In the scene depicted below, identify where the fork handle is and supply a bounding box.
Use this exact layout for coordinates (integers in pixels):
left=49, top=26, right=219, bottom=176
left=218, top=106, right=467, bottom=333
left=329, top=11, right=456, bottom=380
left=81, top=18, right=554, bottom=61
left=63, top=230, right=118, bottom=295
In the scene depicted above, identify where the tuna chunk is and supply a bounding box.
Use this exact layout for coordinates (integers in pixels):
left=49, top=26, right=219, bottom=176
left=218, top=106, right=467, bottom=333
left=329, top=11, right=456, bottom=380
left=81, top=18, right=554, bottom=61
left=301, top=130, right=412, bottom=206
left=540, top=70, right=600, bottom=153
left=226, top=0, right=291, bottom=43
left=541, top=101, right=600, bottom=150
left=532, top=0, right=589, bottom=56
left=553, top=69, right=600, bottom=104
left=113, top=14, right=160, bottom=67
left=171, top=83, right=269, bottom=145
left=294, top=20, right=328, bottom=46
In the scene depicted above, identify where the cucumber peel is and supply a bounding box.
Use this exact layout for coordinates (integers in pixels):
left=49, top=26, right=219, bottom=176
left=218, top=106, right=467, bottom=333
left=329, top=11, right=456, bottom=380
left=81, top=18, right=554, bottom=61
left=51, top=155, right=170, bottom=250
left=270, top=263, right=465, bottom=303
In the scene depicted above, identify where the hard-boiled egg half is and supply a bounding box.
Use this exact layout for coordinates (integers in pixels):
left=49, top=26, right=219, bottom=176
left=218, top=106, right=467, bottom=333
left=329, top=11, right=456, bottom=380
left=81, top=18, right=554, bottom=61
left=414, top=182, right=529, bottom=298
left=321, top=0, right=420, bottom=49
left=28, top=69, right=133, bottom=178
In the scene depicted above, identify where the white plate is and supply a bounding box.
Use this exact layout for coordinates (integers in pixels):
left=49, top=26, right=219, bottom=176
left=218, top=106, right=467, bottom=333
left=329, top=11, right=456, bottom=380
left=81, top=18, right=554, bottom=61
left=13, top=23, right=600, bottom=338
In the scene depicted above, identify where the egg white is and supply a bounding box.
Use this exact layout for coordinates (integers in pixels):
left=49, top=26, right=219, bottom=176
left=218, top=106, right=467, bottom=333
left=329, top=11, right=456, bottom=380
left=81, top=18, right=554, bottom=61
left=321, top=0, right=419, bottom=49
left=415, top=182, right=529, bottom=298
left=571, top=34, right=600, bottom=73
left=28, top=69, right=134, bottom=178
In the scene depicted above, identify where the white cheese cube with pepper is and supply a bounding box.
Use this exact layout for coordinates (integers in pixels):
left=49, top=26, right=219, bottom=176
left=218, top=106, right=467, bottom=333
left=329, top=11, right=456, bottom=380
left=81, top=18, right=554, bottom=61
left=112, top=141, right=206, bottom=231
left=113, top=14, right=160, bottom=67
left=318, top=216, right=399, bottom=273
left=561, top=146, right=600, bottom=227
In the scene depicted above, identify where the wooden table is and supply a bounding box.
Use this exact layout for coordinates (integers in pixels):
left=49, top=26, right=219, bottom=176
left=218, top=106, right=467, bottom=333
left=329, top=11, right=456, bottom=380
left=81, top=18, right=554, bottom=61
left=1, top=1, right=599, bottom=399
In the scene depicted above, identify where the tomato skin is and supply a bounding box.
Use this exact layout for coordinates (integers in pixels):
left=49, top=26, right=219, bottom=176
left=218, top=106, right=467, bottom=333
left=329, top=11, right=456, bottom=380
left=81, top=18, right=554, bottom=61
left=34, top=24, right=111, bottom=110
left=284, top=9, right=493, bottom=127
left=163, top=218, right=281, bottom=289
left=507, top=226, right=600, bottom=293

-*-

TASK ITEM = The records above should be transcribed in full, with no differences.

FINAL ANSWER =
In the scene depicted below, identify where the fork handle is and supply a bounding box.
Use this exact layout for coordinates (integers in pixels):
left=49, top=26, right=219, bottom=176
left=218, top=106, right=467, bottom=333
left=329, top=11, right=456, bottom=380
left=81, top=18, right=554, bottom=61
left=63, top=230, right=118, bottom=295
In the scene depicted above, identify where the tuna chunk is and supply a bounding box.
Use this exact layout for coordinates (integers in pixels):
left=49, top=26, right=219, bottom=176
left=218, top=106, right=467, bottom=333
left=329, top=11, right=456, bottom=380
left=81, top=18, right=554, bottom=61
left=301, top=130, right=412, bottom=206
left=540, top=70, right=600, bottom=153
left=226, top=0, right=291, bottom=43
left=541, top=101, right=600, bottom=150
left=532, top=0, right=589, bottom=56
left=553, top=69, right=600, bottom=104
left=113, top=14, right=160, bottom=67
left=171, top=83, right=269, bottom=145
left=294, top=20, right=328, bottom=46
In the scene depicted above, identify where the cucumber peel is and supply a bounding box.
Use this exact layout for coordinates (integers in pixels):
left=49, top=26, right=219, bottom=176
left=218, top=106, right=467, bottom=333
left=329, top=11, right=456, bottom=380
left=81, top=18, right=554, bottom=61
left=51, top=155, right=170, bottom=250
left=270, top=263, right=465, bottom=303
In the scene depicted above, identify where the hard-boiled egg half is and supply a bounding box.
Use this exact layout for coordinates (integers in pixels):
left=49, top=26, right=219, bottom=176
left=218, top=106, right=467, bottom=333
left=329, top=11, right=456, bottom=380
left=81, top=18, right=554, bottom=61
left=414, top=182, right=529, bottom=298
left=321, top=0, right=420, bottom=49
left=28, top=69, right=133, bottom=178
In the scene depicted above, identify where the white plate is and supply a bounding box.
Use this exact layout for coordinates (integers in pixels):
left=49, top=26, right=219, bottom=176
left=218, top=106, right=467, bottom=333
left=329, top=11, right=456, bottom=380
left=81, top=18, right=554, bottom=61
left=13, top=23, right=600, bottom=338
In the scene depicted above, identify where the egg white is and supply a bounding box.
Use this exact layout for coordinates (integers in pixels):
left=49, top=26, right=219, bottom=176
left=218, top=106, right=467, bottom=333
left=329, top=11, right=456, bottom=380
left=81, top=18, right=554, bottom=61
left=321, top=0, right=419, bottom=49
left=415, top=182, right=529, bottom=298
left=571, top=34, right=600, bottom=73
left=28, top=69, right=134, bottom=178
In the scene depicted above, identify where the white cheese cube with pepper is and supply a bounding box.
Use this exact layout for coordinates (integers in pixels):
left=49, top=26, right=219, bottom=176
left=218, top=106, right=467, bottom=333
left=329, top=11, right=456, bottom=380
left=81, top=18, right=554, bottom=61
left=112, top=141, right=206, bottom=231
left=113, top=14, right=160, bottom=67
left=318, top=216, right=399, bottom=273
left=561, top=146, right=600, bottom=227
In the scene depicted above, identify where the wooden table is and supply a bounding box.
Use this exact layout for coordinates (integers in pixels):
left=49, top=26, right=219, bottom=176
left=218, top=106, right=467, bottom=333
left=329, top=11, right=456, bottom=380
left=81, top=18, right=554, bottom=61
left=1, top=1, right=599, bottom=399
In the scene depicted above, identify where the tomato skin is and supply a bounding box.
Use this exact layout for coordinates (integers in pixels):
left=49, top=26, right=219, bottom=176
left=218, top=106, right=467, bottom=333
left=329, top=11, right=456, bottom=380
left=81, top=18, right=554, bottom=61
left=34, top=24, right=111, bottom=110
left=284, top=9, right=493, bottom=127
left=163, top=218, right=281, bottom=289
left=507, top=226, right=600, bottom=293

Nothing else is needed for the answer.